#### What is required
Print out the entries that follow exactly, missing none.

____

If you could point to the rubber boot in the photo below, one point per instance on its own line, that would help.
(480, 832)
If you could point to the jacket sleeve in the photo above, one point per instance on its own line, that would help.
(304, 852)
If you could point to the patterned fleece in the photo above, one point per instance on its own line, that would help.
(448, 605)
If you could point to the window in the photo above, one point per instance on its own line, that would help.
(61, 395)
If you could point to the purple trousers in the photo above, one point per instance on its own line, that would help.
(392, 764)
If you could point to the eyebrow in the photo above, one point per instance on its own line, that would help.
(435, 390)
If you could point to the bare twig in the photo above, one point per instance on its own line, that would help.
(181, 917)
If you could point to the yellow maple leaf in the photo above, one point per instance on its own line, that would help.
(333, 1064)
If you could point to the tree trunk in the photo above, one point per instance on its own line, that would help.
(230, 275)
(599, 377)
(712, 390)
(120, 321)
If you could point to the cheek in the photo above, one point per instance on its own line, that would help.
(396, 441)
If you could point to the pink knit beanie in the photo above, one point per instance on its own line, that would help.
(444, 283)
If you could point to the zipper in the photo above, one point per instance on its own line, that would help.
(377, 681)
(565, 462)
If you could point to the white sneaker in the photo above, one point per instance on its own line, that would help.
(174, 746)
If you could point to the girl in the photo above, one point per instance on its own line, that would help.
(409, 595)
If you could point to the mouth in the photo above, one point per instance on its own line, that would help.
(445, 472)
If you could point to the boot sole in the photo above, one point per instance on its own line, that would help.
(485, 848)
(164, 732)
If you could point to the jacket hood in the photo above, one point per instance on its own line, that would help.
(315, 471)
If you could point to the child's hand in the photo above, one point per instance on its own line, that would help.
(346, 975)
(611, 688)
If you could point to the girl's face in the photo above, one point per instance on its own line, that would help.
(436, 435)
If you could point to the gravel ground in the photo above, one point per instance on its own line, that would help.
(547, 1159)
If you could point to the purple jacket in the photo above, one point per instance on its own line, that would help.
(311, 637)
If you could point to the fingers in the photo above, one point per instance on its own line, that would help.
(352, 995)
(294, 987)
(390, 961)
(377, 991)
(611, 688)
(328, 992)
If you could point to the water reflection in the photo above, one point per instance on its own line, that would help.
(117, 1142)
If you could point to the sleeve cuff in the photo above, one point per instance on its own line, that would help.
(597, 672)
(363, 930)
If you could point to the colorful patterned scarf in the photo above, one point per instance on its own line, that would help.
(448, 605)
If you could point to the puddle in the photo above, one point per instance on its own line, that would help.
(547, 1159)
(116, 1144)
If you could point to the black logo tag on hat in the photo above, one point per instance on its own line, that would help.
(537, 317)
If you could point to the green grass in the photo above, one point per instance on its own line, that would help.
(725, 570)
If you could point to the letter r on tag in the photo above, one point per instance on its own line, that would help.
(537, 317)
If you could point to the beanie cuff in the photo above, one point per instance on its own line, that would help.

____

#### Exercise answer
If you could point to the rubber boot in the photo below, one point per instance on its own line, that would help.
(480, 832)
If you could point to the jacket sleeve in the photo above, one point per instance on its own line, that would help.
(304, 852)
If you could point to the patterned fleece in the photo above, one point per instance on its own line, that would help.
(448, 605)
If you could point to the window in the photo above, one point per instance on its own line, that would help.
(61, 395)
If you could point to the purple trousers in the photo above, one point per instance on its own line, that would help.
(392, 764)
If you could point to the eyebrow in the photo above, one point per instance on its own line, that would help.
(435, 390)
If you could point to the bare twig in the photo above, one point per instance on its own line, that would help.
(181, 917)
If you could point to the yellow maple leaf in the photo above, one point per instance on its own line, that would help.
(333, 1064)
If you could point to the tree trunk in the photo above, one point per instance on its own line, that would help.
(230, 275)
(599, 377)
(712, 390)
(120, 321)
If you could point to the cheek in the photo above, one point per instance on its own line, that would help.
(396, 441)
If you could point to the pink knit beanie in the photo above, one point per instance on its own line, that would help.
(444, 283)
If you could point to the zipper in the photo above, one point per instance on its own line, that would help.
(377, 681)
(565, 462)
If you could point to the white sneaker in the photo above, one point per instance on its own line, that would help.
(174, 746)
If you could point to the girl in the photo above, one point per instance on its own line, that would help.
(409, 595)
If you could point to the mouth in the photo above, one point per instance on its own line, that would help.
(445, 472)
If you could point to the boot sole in the photo above, one point per instance on its own line, that would help.
(485, 848)
(164, 732)
If you could point to the jacket hood in the photo above, one point per instance on its own line, that would help.
(315, 471)
If you could point to the child's hand in the photo above, one point per instance on its own line, that would help.
(346, 975)
(611, 688)
If you could point to the girl's face in the photo above, one point per instance on its own line, that would help.
(436, 435)
If you could point to the gravel ground in the photo above, one point per instance on its own line, that would help.
(547, 1159)
If you could point to the purple jacket in the photo above, one point per instance on its own line, that would help.
(311, 637)
If you could point to the fingers in the photo above, one point per instance on its own line, that would help.
(352, 995)
(294, 987)
(390, 961)
(377, 991)
(611, 688)
(328, 992)
If you could point to the water reflection in the photo above, one point per instance on its own line, that would help.
(117, 1142)
If you could point to the sleeve cuff in the photo above, one point per instance on its own line, that would help.
(597, 672)
(363, 930)
If you could point to the colorful patterned scarf in the photo above, one point per instance on its own line, that would help.
(448, 605)
If you could point to the puddle in the photo above, one point per instance on its own line, that would help.
(547, 1159)
(116, 1144)
If you could point to the black logo tag on hat in the photo above, one point per instance on its own line, that would help.
(537, 317)
If you could point to the green grass in the photo above, one point per instance on its own line, that would help.
(725, 570)
If you could point to the letter r on tag in the photo above, one point per instance on its own line, that would help.
(537, 317)
If you could point to the beanie cuff in the photo above, one point per instance on its own line, that would help.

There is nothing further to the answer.